§ **PAGE TEXT**
Wiesława Lewandowska talks with Marcin Gugulski about a strange mode of the repair of the airplane Tu-154M number 101 under a strict control of the Russian special services

WIESŁAWA LEWANDOWSKA: - It seems that the so-called third report of Smoleńsk, elaborated by the Parliamentary Team, under the supervision of Antoni Macierewicz, went unnoticed, did not raise any disputes, and, not mentioning little sarcasms. Why, do you think?

MARCIN GUGULSKI: - Maybe because other results of the investigation of the Team are more difficult to question.

– And better documented?

– Yes. Maciek Lasek, the chairman of the team appointed on the day before the announcement of our report by the prime minister, especially in order to explain materials concerning the Smoleńsk catastrophe to the public opinion, initially allowed for a general conclusion, that everything apart from the report of Miller is worthless….He did not undertake a factual polemic, but only announced it.

– Whereas it has been a month (we are talking at the beginning of May) and nothing is happening…..

– I am sure that if there were essential inaccuracies or wrong interpretations of facts in our document, they would be brutally pointed out at once. I do not have doubts that in the surrounding of Mr Lasek there are a lot of people who could do it cleverly. Nobody had tried to so far.

– A specially puzzling thing is a lack of a polemic with the text of your prepared chapter about inaccuracies connected with the repair of the Tu-154M no 101, which gets crashed in the catastrophe at Smoleńsk, just after the repair. Why did critics ignore this new, quite detailed thread?

– It does not surprise me. Pointed out inaccuracies connected with the repair of the airplane –and there are many of them – are documented in a detailed way, which is proved by a few detailed source footnotes. In my chapter there is approximately one footnote per 60 words. An explanation of Mr Marcin Lasek sounds not quite seriously, that his team cannot undertake a polemic, with the thesis of our report because of no access to documents and sources to which we are referring. So far, the only attempt of a polemic was a statement of vice-president of Bumar, Mr Marcin Idzik (given by Polish Press Agency), who is undoubtedly a person competent in this matter, because at that time, when a tender for a repair of the airplane was being prepared and settled, he was an important official in the Ministry of Defense, and later also a vice-minister responsible for arming and modernization. So, his statement can be treated as an attempt of self-defense.

– Only an attempt, but not as an effective defense against particular accusations?

§ **SET EXERCISE**
Copy everything in the interview from "Wiesława Lewandowska talks" down to "difficult to question.", changing "Parliamentary Team" to "Parliamentary Committee".

§ **DATA EXTRACT**

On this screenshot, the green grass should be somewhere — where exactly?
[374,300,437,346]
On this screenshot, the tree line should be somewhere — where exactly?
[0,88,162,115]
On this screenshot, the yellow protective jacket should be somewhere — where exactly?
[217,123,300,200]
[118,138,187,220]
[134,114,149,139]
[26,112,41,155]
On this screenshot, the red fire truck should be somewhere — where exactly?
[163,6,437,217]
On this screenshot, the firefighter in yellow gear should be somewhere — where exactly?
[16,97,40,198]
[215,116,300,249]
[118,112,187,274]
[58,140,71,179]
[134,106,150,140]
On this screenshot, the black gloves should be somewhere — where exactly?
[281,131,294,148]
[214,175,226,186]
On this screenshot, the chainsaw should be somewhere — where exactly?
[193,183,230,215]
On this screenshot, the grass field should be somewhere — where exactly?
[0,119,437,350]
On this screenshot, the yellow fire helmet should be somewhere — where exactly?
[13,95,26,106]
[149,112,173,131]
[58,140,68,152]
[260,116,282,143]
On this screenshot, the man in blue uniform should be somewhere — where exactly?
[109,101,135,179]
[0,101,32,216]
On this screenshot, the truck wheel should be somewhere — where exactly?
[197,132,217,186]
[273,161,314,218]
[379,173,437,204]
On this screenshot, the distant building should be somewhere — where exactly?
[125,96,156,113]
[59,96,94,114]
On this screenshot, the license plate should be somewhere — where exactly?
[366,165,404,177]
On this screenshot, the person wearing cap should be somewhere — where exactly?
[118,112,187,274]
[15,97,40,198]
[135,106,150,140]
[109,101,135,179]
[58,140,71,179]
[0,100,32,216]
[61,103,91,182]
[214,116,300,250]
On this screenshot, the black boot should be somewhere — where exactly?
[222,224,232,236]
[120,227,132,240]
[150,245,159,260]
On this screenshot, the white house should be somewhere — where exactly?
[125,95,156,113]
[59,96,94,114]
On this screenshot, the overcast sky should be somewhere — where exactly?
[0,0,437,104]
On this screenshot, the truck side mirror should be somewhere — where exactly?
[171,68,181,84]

§ **TASK RESPONSE**
Wiesława Lewandowska talks with Marcin Gugulski about a strange mode of the repair of the airplane Tu-154M number 101 under a strict control of the Russian special services

WIESŁAWA LEWANDOWSKA: - It seems that the so-called third report of Smoleńsk, elaborated by the Parliamentary Committee, under the supervision of Antoni Macierewicz, went unnoticed, did not raise any disputes, and, not mentioning little sarcasms. Why, do you think?

MARCIN GUGULSKI: - Maybe because other results of the investigation of the Team are more difficult to question.